* Given request:
How many lines in the data below contain the word "locate"? Reply with the number only.

* Material for this task:
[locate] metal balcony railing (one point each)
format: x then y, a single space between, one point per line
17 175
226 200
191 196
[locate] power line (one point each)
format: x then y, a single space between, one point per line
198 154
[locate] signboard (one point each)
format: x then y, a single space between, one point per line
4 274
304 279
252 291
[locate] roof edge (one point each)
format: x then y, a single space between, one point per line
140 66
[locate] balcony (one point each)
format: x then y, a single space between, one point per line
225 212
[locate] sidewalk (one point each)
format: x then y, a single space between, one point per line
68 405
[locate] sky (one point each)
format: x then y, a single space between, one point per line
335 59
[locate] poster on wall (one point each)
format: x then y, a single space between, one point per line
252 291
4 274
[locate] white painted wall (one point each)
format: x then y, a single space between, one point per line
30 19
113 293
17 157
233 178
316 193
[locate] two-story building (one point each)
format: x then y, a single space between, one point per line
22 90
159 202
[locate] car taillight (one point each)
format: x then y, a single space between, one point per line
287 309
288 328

---

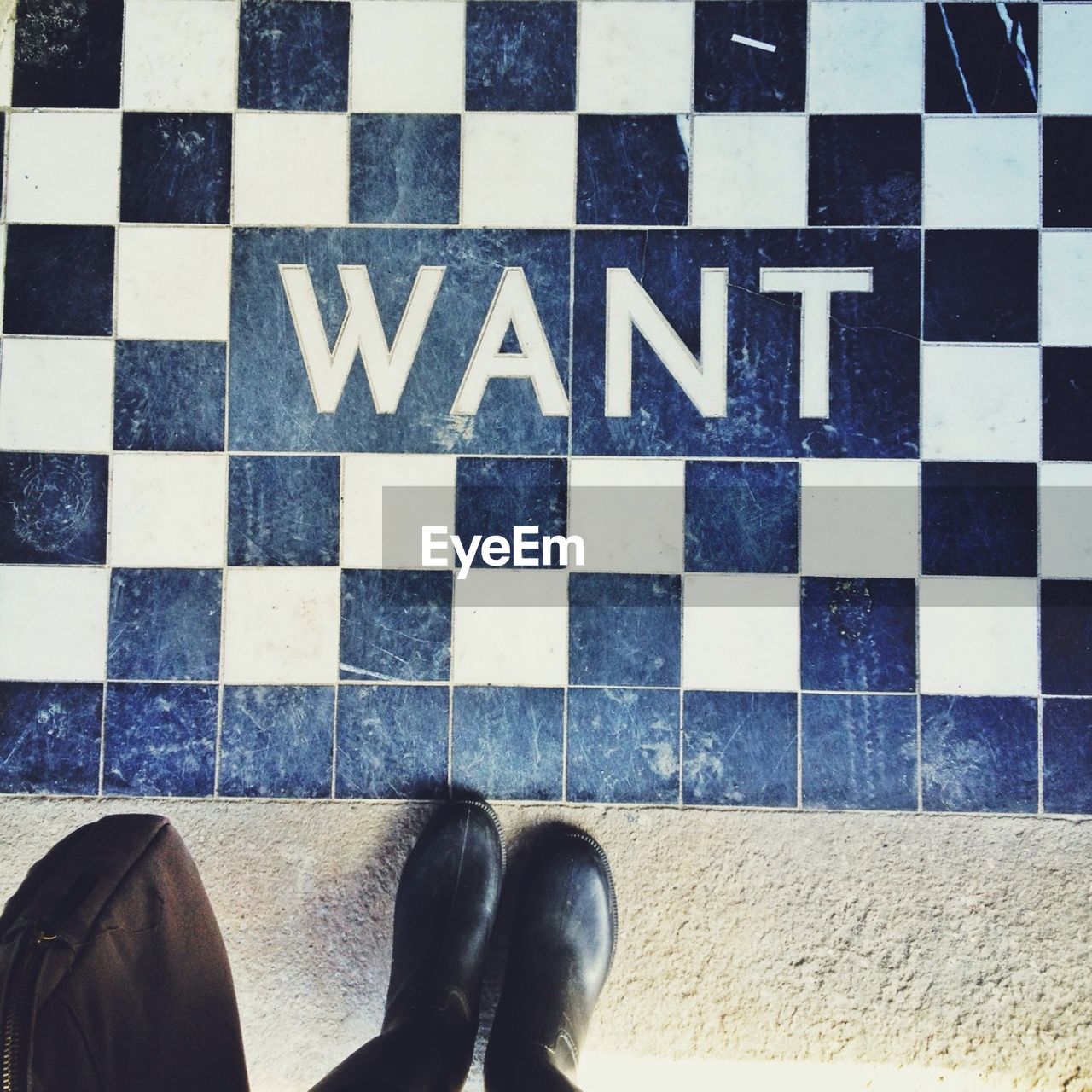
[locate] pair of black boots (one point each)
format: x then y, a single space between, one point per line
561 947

* Reply:
12